Stored items

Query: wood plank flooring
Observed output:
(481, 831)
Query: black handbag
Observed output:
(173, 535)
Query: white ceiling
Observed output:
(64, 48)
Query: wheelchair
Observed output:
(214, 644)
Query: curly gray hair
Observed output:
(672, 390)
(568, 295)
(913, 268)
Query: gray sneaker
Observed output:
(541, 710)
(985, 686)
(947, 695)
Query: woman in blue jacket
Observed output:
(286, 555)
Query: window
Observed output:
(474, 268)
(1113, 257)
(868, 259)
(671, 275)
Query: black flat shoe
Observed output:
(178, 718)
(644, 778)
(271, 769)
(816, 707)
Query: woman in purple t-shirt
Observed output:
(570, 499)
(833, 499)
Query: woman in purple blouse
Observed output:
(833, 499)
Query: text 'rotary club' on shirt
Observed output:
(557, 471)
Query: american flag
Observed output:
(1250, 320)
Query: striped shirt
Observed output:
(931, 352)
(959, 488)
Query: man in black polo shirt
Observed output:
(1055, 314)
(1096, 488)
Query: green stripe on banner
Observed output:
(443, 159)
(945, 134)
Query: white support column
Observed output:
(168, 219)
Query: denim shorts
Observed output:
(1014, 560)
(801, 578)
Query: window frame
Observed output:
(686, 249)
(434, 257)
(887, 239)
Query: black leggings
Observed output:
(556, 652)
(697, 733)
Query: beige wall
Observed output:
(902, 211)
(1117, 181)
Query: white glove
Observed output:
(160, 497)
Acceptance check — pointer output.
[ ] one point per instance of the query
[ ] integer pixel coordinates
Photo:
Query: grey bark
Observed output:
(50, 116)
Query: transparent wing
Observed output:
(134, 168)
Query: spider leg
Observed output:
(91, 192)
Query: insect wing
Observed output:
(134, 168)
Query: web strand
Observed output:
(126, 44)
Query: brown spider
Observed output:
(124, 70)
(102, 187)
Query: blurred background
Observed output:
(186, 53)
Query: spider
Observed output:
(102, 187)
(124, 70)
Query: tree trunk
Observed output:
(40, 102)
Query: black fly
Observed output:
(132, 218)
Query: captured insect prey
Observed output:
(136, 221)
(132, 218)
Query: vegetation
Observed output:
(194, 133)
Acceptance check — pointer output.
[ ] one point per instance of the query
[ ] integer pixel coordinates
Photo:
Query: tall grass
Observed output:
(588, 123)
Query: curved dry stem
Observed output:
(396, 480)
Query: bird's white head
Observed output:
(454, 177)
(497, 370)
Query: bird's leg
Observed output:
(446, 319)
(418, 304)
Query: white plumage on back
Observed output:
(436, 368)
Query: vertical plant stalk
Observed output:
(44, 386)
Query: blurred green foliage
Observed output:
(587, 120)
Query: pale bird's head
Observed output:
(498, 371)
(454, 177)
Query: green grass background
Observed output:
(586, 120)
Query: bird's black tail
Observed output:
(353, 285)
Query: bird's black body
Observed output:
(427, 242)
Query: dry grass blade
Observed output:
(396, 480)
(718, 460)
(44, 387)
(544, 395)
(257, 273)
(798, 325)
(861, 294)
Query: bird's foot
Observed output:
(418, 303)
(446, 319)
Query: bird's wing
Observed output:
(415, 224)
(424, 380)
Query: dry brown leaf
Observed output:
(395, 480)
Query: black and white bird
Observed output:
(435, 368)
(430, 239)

## The task
Write out every entry again exactly, please, with nothing missing.

## Exercise solution
Query: wood plank flooring
Observed output:
(481, 831)
Query: black handbag
Observed output:
(173, 535)
Query: white ceiling
Observed output:
(64, 48)
Query: wheelchair
Observed output:
(214, 644)
Query: curly gray hair
Observed output:
(672, 390)
(568, 295)
(913, 268)
Query: gray sneaker
Observed output:
(541, 710)
(985, 686)
(947, 695)
Query: woman in blue jacket
Observed output:
(286, 555)
Query: window
Observed output:
(474, 268)
(1113, 257)
(868, 259)
(671, 275)
Query: black flat shoe
Observed output:
(178, 718)
(644, 778)
(271, 769)
(816, 707)
Query: woman in purple t-shirt
Observed output:
(570, 499)
(833, 499)
Query: woman in purple blouse
Observed output:
(833, 499)
Query: text 'rotary club' on shirt
Observed output:
(557, 471)
Query: american flag
Observed output:
(1250, 320)
Query: striped shirt
Observed output:
(931, 352)
(959, 488)
Query: man in black polo shirt
Observed output:
(1055, 314)
(1096, 488)
Query: green stripe on banner
Observed output:
(443, 159)
(945, 134)
Query: white support column
Observed output:
(168, 219)
Query: denim shorts
Observed output:
(1014, 560)
(801, 578)
Query: window frame
Observed output:
(686, 249)
(434, 257)
(887, 239)
Query: black leggings
Observed output:
(556, 652)
(697, 733)
Query: beige wall
Observed output:
(902, 211)
(1117, 181)
Query: white glove
Observed output:
(160, 497)
Acceptance check — pointer output.
[ ] one point per instance of the query
[ ] integer pixel coordinates
Photo:
Query: grey bark
Observed output:
(50, 116)
Query: transparent wing
Observed output:
(134, 168)
Query: spider leg
Observed output:
(91, 192)
Query: insect wing
Observed output:
(134, 168)
Query: web strand
Observed output:
(126, 44)
Query: brown spider
Observed output:
(124, 70)
(102, 187)
Query: blurred background
Observed output:
(186, 53)
Query: spider
Observed output:
(102, 187)
(124, 70)
Query: tree trunk
Observed output:
(40, 102)
Query: black fly
Observed output:
(132, 218)
Query: captured insect prey
Observed output:
(136, 221)
(132, 218)
Query: vegetation
Observed output:
(194, 133)
Acceptance check — pointer output.
[ ] one point per instance of the query
[ ] integer pixel coordinates
Photo:
Query: tall grass
Observed output:
(588, 123)
Query: curved dry stem
Observed output:
(396, 480)
Query: bird's white head
Observed output:
(454, 177)
(497, 370)
Query: bird's leg
Observed output:
(446, 319)
(418, 304)
Query: white plumage on back
Observed output:
(436, 368)
Query: vertical plant stalk
Observed output:
(44, 386)
Query: blurred green foliage
Observed output:
(587, 120)
Query: pale bird's head
Observed output:
(498, 371)
(454, 177)
Query: green grass background
Observed output:
(586, 120)
Query: bird's black tail
Observed output:
(353, 285)
Query: bird's black body
Observed output:
(427, 242)
Query: dry grass blade
Observed output:
(396, 480)
(718, 460)
(44, 387)
(544, 395)
(257, 273)
(798, 325)
(861, 294)
Query: bird's foot
Observed output:
(418, 303)
(446, 319)
Query: bird's wing
Observed output:
(415, 224)
(424, 380)
Query: dry brown leaf
Observed output:
(395, 480)
Query: black and white bird
Observed output:
(435, 368)
(430, 239)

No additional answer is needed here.